## Set problem
Render the stretch from the line containing "draw the outline of bird in flight" through the end of the rows below as a Markdown table with the columns "No." and "Entry", numbering each line and skipping blank lines. Leave the picture lines out of the table.

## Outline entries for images
***

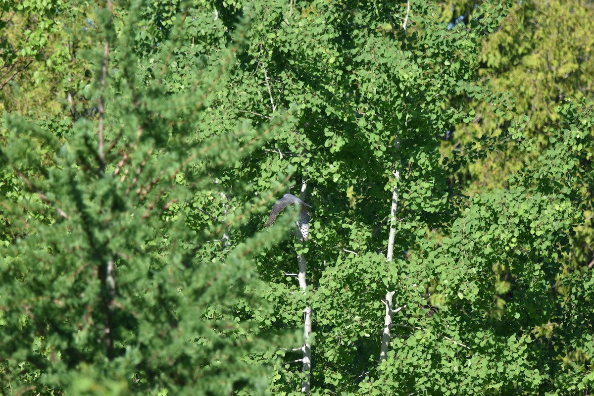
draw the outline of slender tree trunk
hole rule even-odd
[[[304,200],[305,198],[305,189],[307,188],[307,185],[304,182],[301,185],[301,194],[299,196],[302,200]],[[303,235],[299,229],[297,230],[297,237],[299,239],[299,243],[303,244],[304,242]],[[299,280],[299,286],[302,292],[305,294],[305,290],[307,289],[307,282],[305,280],[307,263],[303,254],[297,255],[297,262],[299,263],[299,274],[297,277]],[[305,378],[301,383],[301,393],[309,395],[311,388],[311,340],[309,339],[309,335],[311,333],[311,306],[308,304],[306,305],[305,308],[304,308],[303,313],[304,315],[304,344],[301,347],[301,350],[303,351],[302,362],[303,362],[303,373],[305,374]]]
[[[399,147],[398,147],[399,148]],[[394,258],[394,240],[396,236],[396,210],[398,208],[398,183],[400,180],[400,170],[397,168],[394,172],[394,189],[392,190],[392,206],[390,210],[390,238],[388,240],[388,252],[386,258],[391,261]],[[390,346],[390,329],[392,326],[392,318],[394,311],[392,308],[392,297],[394,291],[388,290],[386,293],[384,303],[386,305],[386,315],[384,317],[384,332],[381,336],[381,350],[380,352],[380,363],[386,360]]]

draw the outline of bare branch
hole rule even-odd
[[[427,332],[428,331],[428,330],[427,330],[427,329],[423,328],[422,327],[419,327],[418,326],[410,326],[409,325],[403,325],[403,324],[392,324],[392,326],[393,326],[394,327],[404,327],[405,328],[414,329],[415,330],[421,330],[421,331],[423,331],[424,332]],[[466,345],[465,344],[462,344],[462,343],[459,343],[457,341],[456,341],[455,340],[453,340],[453,339],[450,338],[447,335],[444,335],[443,334],[436,334],[436,335],[437,337],[441,337],[442,338],[444,338],[446,340],[447,340],[448,341],[451,341],[451,343],[453,344],[454,344],[456,345],[458,345],[458,346],[460,346],[463,347],[464,348],[466,348],[466,349],[467,349],[469,350],[470,350],[470,347],[469,346],[468,346],[467,345]]]
[[[406,2],[406,15],[405,17],[404,22],[402,23],[402,28],[404,29],[405,31],[406,31],[406,25],[408,24],[408,15],[409,13],[410,12],[410,1]]]
[[[240,113],[249,113],[249,114],[253,114],[255,116],[260,116],[260,117],[264,117],[266,119],[272,119],[272,117],[268,117],[268,116],[265,116],[263,114],[260,114],[260,113],[256,113],[255,112],[251,112],[247,110],[240,110]]]
[[[111,0],[108,0],[108,9],[109,13],[113,12],[113,5]],[[105,113],[105,99],[103,94],[105,90],[105,80],[108,74],[108,64],[109,59],[109,40],[107,38],[105,39],[105,44],[103,46],[103,63],[101,67],[101,90],[102,93],[99,96],[99,122],[97,127],[97,135],[99,142],[97,142],[97,152],[99,158],[102,161],[105,159],[103,155],[103,117]]]
[[[266,72],[266,68],[264,68],[264,77],[266,79],[266,86],[268,87],[268,94],[270,96],[270,104],[272,105],[272,111],[276,111],[276,105],[272,99],[272,91],[270,90],[270,82],[268,79],[268,73]]]
[[[37,197],[39,197],[42,201],[45,202],[46,204],[49,204],[52,207],[55,208],[56,209],[56,211],[58,212],[58,214],[64,218],[70,218],[70,216],[69,216],[66,212],[56,205],[55,201],[50,199],[48,198],[47,195],[42,192],[37,187],[34,186],[29,179],[27,178],[27,176],[23,175],[20,171],[17,170],[17,169],[14,170],[15,172],[17,172],[17,175],[18,177],[20,178],[21,179],[25,182],[25,184],[27,185],[27,186],[29,188],[29,189],[31,191],[34,191],[35,193],[37,194]]]

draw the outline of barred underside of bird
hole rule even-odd
[[[301,236],[303,237],[304,240],[307,240],[309,238],[309,217],[311,216],[309,210],[308,208],[311,208],[311,206],[301,201],[301,199],[293,194],[285,194],[283,198],[279,199],[274,204],[274,205],[272,207],[270,216],[268,218],[268,223],[266,223],[266,227],[271,226],[272,223],[274,222],[274,220],[276,219],[276,216],[278,216],[279,213],[291,204],[299,205],[301,210],[299,211],[299,218],[297,220],[297,226],[299,227],[299,232],[301,233]]]

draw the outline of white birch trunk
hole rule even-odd
[[[400,179],[400,171],[398,169],[394,172],[394,189],[392,191],[392,206],[390,211],[390,239],[388,240],[388,253],[386,258],[388,261],[391,261],[394,258],[394,240],[396,236],[396,210],[398,208],[398,182]],[[386,360],[388,355],[388,347],[390,346],[390,328],[392,325],[392,317],[394,309],[392,308],[392,297],[394,291],[388,291],[386,293],[386,299],[384,302],[386,305],[386,316],[384,317],[384,332],[381,335],[381,350],[380,352],[380,363]]]
[[[305,199],[305,189],[307,185],[304,182],[301,185],[301,194],[300,199]],[[297,237],[299,239],[299,243],[303,244],[303,235],[300,230],[297,230]],[[303,254],[297,255],[297,262],[299,263],[299,274],[297,278],[299,280],[299,286],[301,289],[301,292],[305,294],[307,289],[307,282],[305,280],[305,274],[307,271],[307,263],[305,261],[305,257]],[[307,304],[307,303],[306,303]],[[311,340],[309,339],[309,335],[311,333],[311,307],[309,305],[306,305],[303,310],[304,320],[303,325],[303,338],[304,344],[301,347],[303,351],[303,373],[305,375],[303,382],[301,383],[301,393],[309,395],[311,388]]]

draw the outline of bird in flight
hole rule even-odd
[[[270,216],[268,218],[268,223],[266,223],[266,227],[271,226],[272,223],[274,222],[276,216],[280,213],[280,211],[291,204],[299,205],[301,208],[299,213],[299,218],[297,220],[297,226],[299,227],[299,232],[301,233],[301,236],[303,237],[304,240],[307,240],[309,237],[310,217],[309,210],[308,208],[311,208],[311,206],[301,201],[301,199],[293,194],[285,194],[283,198],[276,201],[274,206],[272,207],[272,211],[270,212]]]

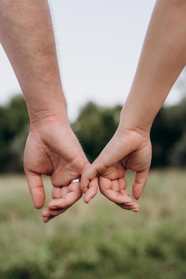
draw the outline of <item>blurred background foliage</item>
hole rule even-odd
[[[186,98],[176,105],[162,107],[151,132],[152,167],[186,165]],[[88,102],[80,110],[72,128],[91,163],[100,154],[118,126],[122,106],[104,108]],[[22,94],[0,106],[0,172],[23,171],[24,149],[30,128],[26,106]]]

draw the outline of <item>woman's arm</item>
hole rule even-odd
[[[147,32],[121,126],[149,132],[186,64],[186,2],[158,0]]]
[[[119,127],[85,171],[81,181],[84,192],[99,174],[101,192],[116,202],[116,197],[127,194],[125,176],[129,169],[136,172],[133,196],[137,199],[140,197],[151,164],[153,121],[186,63],[186,18],[185,1],[156,1]],[[87,201],[85,195],[85,199]]]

***

## Solution for this exercise
| No. | Entry |
|---|---|
| 1 | draw the outline of bird in flight |
| 2 | hole rule even-odd |
| 3 | [[[270,216],[268,218],[268,223],[266,223],[266,227],[271,226],[272,223],[274,222],[276,216],[280,213],[280,211],[291,204],[299,205],[301,208],[299,213],[299,218],[297,220],[297,226],[299,227],[299,232],[301,233],[301,236],[303,237],[304,240],[307,240],[309,237],[310,217],[309,210],[308,208],[311,208],[311,206],[301,201],[301,199],[293,194],[285,194],[283,198],[276,201],[274,206],[272,207],[272,211],[270,212]]] |
| 4 | draw the outline of <item>blurred background foliage</item> |
| 5 | hole rule even-odd |
| 6 | [[[186,98],[176,105],[162,107],[151,132],[152,167],[186,165]],[[88,102],[80,110],[72,128],[91,163],[100,154],[118,126],[122,106],[104,108]],[[22,94],[0,106],[0,172],[23,171],[24,149],[30,128],[26,106]]] |
| 7 | draw the outline of <item>woman's arm</item> |
| 8 | hole rule even-odd |
| 9 | [[[147,32],[121,126],[149,132],[186,64],[186,2],[158,0]]] |
| 10 | [[[119,127],[85,171],[81,181],[84,192],[99,174],[101,192],[116,202],[116,197],[127,194],[125,176],[129,169],[136,172],[133,196],[137,199],[140,197],[151,164],[153,121],[186,63],[186,18],[185,1],[156,1]],[[87,201],[85,195],[85,199]]] |